DIRECTION
Rewrite the lines below as a JSON list of strings, one string per line, leaving out any blank lines.
___ AVAILABLE DATA
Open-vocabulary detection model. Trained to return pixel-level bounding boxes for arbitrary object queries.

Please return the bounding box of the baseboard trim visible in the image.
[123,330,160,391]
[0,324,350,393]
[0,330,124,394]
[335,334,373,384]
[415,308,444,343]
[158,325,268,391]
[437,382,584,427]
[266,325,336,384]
______
FULL ANSWER
[
  "Open-vocabulary detection model. Trained to return pixel-level bounding boxes for arbitrary object queries.",
  "Please return the bounding box of the baseboard trim visible in the image.",
  "[123,330,160,391]",
  "[0,324,350,393]",
  "[0,330,124,394]",
  "[335,334,373,384]",
  "[415,308,444,343]",
  "[158,325,268,391]",
  "[437,382,584,427]",
  "[266,325,336,384]"
]